GIVEN PASSAGE:
* Start *

Essay by stactUniversity, Master'sA+, September 2006

download word file, 8 pages 4.2

Downloaded 144 times

Building self-esteem

Individuals with high self-esteem functionally integrate positive and negative partner information in memory, whereas those low in self-esteem segregate such information. The goal is to discover the scientifically viable constructs or categories that will characterize what is variant and invariant in the working of the human mind.

I hypothesize individuals who store valenced information about their past relationships will be unwilling to take risks in social encounters are unlikely to have confidence, security and lasting inter-personal relationships. Therefore: managing the components of self-esteem through interpretation, meaning, and discourse, will help develop coping strategies to establish their idendities within an interpersonal relationship.

In this paper, I will introduce the idea that self-esteem is a basic, invariant (common to all human minds), building block of intrapersonal communication that derives from the human mind's capacity to engage in the process of valuation (or judging whether something is helpful or harmful).

I will then review the communication process of extensional meaning, and provide some insight and understanding, surrounding phenomenology, on variant (how human minds reliably differ from one another, & how a mind functions differently in different situations) property of the self-esteem responses, in that people originate from one another in the degree to which they focus on valence.

Finally, I discuss the possibility that past relationships of stored memories, are less likley to take risks in an interpersonal relationship, however, managing and establishing coping strategies one can develop their identities to establish better relationships.

Individuals rarely live in isolation. Indeed a significant part of individuals' lives involves the relationships that they develop with other people (Interpersonal communication). Thus, people and their behaviors are undoubtedly a significant part of situations. Although one person's behavior is likely to influence the behavior of another person (Intrapersonal communication), regardless of the nature of the relationship between the two individuals. As an individual develops a close relationship with another, the frequency of interactions and exposure to the partner's behaviors increases, creating many more opportunities for one's behavior to influence the other person. In addition, as two individuals grow closer, they become more invested in the relationship, and the psychological significance of the interactions and partner's behaviors is also likely to increase.

* End *

DATASET EXTRACT:
* Start *

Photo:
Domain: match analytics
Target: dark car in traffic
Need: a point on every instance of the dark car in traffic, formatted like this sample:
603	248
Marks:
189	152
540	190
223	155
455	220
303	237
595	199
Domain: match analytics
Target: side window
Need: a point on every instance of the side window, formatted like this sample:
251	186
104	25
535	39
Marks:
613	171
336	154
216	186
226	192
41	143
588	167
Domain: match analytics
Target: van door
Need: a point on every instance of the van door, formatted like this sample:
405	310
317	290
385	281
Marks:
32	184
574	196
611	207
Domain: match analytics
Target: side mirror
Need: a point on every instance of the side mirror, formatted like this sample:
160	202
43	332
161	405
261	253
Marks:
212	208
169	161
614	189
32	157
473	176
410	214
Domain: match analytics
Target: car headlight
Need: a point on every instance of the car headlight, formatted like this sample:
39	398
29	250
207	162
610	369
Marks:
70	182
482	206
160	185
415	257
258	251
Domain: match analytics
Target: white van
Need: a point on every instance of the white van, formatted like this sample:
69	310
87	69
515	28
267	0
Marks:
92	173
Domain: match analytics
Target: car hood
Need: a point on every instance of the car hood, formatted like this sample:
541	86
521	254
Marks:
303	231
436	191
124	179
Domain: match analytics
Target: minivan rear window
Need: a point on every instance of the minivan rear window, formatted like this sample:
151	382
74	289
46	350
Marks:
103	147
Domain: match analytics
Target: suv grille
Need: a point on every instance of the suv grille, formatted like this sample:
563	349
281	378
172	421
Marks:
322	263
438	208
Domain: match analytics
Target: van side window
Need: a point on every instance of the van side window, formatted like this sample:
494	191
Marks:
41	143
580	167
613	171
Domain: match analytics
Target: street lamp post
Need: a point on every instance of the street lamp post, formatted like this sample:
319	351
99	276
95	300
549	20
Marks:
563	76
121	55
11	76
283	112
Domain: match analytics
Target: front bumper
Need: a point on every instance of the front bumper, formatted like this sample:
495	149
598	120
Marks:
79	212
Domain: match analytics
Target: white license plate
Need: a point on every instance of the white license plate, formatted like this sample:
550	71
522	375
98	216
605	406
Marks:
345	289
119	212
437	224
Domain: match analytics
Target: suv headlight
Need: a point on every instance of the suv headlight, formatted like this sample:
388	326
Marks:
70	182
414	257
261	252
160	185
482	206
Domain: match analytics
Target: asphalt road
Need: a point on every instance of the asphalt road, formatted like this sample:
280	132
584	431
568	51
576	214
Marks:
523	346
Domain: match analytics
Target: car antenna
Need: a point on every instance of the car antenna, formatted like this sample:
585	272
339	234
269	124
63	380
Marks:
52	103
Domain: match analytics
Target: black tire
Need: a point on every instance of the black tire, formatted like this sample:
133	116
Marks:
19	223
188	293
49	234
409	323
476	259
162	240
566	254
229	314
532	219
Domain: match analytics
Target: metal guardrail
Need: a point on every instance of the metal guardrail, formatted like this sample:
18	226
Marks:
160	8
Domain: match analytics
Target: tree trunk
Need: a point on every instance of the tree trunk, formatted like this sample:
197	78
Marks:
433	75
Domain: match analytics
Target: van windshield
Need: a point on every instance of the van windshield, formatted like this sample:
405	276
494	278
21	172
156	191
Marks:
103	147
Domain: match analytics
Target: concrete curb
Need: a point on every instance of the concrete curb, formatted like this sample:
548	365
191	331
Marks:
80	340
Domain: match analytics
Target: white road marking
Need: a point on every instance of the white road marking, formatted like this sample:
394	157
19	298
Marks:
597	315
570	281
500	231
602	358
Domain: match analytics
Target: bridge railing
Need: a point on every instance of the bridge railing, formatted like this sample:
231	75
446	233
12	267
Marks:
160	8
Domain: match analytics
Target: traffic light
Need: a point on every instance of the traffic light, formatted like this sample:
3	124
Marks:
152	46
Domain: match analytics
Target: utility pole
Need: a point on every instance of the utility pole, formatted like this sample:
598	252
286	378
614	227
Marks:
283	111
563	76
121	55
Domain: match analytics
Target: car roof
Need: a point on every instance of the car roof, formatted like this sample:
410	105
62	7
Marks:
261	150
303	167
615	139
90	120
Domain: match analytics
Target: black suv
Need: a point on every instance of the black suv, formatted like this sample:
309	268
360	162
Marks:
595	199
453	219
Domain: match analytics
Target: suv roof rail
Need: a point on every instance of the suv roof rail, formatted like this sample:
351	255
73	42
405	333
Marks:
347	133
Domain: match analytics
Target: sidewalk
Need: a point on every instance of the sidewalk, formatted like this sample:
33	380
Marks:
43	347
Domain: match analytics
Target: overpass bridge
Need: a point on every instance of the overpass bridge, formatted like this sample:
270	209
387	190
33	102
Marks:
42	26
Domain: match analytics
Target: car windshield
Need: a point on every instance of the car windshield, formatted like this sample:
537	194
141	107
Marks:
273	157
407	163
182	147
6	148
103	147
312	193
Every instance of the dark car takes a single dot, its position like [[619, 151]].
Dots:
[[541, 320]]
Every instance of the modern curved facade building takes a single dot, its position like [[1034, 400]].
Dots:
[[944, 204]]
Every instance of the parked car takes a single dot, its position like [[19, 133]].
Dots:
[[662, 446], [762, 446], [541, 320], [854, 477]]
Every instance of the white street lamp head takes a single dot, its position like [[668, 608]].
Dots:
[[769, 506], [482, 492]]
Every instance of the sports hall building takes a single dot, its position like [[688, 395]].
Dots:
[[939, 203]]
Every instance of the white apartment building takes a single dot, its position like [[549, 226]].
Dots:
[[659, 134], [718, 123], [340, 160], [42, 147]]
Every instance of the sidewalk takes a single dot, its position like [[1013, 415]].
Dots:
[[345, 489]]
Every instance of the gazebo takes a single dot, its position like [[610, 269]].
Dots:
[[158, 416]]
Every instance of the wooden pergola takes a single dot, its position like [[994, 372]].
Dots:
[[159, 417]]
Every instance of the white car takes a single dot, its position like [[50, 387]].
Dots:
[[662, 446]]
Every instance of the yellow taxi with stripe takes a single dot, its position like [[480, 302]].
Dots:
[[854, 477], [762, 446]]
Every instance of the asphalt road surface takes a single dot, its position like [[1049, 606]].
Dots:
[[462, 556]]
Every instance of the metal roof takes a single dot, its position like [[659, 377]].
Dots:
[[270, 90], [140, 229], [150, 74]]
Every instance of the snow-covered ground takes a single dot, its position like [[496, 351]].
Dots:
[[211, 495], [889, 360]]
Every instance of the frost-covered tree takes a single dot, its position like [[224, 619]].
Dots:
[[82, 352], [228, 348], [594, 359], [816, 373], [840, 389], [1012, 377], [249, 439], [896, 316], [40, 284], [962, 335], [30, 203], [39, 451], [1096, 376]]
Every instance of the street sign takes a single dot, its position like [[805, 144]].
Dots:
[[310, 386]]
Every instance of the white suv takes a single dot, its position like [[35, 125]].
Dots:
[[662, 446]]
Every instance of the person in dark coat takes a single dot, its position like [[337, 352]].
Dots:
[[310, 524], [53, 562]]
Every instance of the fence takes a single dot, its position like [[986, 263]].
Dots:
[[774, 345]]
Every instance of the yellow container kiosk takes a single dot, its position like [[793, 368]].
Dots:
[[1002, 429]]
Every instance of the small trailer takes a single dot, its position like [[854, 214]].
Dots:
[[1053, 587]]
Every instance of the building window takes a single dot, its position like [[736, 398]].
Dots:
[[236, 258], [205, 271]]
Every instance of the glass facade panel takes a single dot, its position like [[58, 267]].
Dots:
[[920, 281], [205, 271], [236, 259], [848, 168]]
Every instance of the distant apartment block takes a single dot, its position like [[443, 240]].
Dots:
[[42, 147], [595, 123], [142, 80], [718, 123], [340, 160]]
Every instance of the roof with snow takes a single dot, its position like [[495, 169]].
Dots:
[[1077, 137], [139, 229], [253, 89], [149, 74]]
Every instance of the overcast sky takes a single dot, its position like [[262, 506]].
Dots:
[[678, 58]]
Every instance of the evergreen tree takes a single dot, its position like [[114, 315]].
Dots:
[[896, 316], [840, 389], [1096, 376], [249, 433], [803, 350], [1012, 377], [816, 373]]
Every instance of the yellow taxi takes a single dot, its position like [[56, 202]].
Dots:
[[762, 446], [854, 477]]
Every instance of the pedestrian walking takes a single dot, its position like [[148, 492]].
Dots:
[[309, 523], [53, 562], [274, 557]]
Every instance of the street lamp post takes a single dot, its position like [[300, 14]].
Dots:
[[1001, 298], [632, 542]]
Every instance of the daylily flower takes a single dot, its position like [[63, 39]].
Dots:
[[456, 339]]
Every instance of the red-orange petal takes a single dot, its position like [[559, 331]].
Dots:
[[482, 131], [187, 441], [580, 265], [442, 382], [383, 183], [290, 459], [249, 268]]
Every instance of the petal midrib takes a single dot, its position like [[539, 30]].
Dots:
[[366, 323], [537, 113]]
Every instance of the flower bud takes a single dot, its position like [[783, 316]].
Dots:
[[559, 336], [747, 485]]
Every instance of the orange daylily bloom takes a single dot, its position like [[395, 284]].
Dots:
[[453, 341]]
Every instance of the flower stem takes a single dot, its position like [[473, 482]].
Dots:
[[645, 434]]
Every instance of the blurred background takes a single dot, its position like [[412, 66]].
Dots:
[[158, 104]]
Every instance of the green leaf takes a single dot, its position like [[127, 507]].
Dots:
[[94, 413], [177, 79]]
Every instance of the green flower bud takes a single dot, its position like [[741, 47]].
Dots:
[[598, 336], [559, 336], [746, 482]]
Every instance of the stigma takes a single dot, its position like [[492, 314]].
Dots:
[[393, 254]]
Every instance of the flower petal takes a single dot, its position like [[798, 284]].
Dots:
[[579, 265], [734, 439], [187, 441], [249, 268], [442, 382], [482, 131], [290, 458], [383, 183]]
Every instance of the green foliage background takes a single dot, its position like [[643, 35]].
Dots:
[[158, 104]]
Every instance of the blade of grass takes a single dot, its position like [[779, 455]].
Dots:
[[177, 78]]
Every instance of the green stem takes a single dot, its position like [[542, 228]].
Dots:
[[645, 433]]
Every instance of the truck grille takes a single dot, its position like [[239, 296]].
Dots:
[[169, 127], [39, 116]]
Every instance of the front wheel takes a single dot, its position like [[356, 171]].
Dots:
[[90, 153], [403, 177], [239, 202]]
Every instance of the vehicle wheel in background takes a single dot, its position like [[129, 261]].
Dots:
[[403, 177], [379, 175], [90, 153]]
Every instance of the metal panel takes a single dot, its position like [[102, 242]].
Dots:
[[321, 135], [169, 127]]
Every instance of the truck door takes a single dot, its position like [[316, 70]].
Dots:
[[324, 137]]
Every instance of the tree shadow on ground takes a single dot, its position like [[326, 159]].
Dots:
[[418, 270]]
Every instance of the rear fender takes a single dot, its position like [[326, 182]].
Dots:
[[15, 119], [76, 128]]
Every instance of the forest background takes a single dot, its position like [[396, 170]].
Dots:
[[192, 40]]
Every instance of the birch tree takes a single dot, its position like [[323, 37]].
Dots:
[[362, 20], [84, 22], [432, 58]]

* End *

INSTRUCTION 1:
Sum up the self-esteem essay in three sentences.
INSTRUCTION 2:
Output the text of the self-esteem essay starting with "Individuals with high" and going on through "an interpersonal relationship.".
The rows play no part in what follows and can be set aside.

REPLY 1:
The essay proposes that self-esteem is a basic, invariant building block of intrapersonal communication that comes from the mind's capacity to judge whether something is helpful or harmful. It hypothesizes that people who store valenced information about past relationships are unwilling to take risks in social encounters, and that managing the components of self-esteem can help them develop coping strategies and establish their identities within a relationship. It also notes that as two people grow closer, their interactions become more frequent and more psychologically significant, giving each more chances to influence the other's behavior.

REPLY 2:
Individuals with high self-esteem functionally integrate positive and negative partner information in memory, whereas those low in self-esteem segregate such information. The goal is to discover the scientifically viable constructs or categories that will characterize what is variant and invariant in the working of the human mind.

I hypothesize individuals who store valenced information about their past relationships will be unwilling to take risks in social encounters are unlikely to have confidence, security and lasting inter-personal relationships. Therefore: managing the components of self-esteem through interpretation, meaning, and discourse, will help develop coping strategies to establish their idendities within an interpersonal relationship.